Entries from a pointing dataset
== == ==

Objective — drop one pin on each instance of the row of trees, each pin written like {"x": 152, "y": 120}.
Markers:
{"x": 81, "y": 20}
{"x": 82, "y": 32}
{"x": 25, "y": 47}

== == ==

**Given request:** Lay out every line of the rows above as a Markdown table with two columns, n for the line number and Line for the line itself. Leave out blank lines.

**Response:**
| n | Line |
|---|---|
| 1 | Objective — drop one pin on each instance of the row of trees, each pin written like {"x": 152, "y": 120}. |
| 2 | Markers: |
| 3 | {"x": 81, "y": 20} |
| 4 | {"x": 82, "y": 32} |
| 5 | {"x": 25, "y": 47} |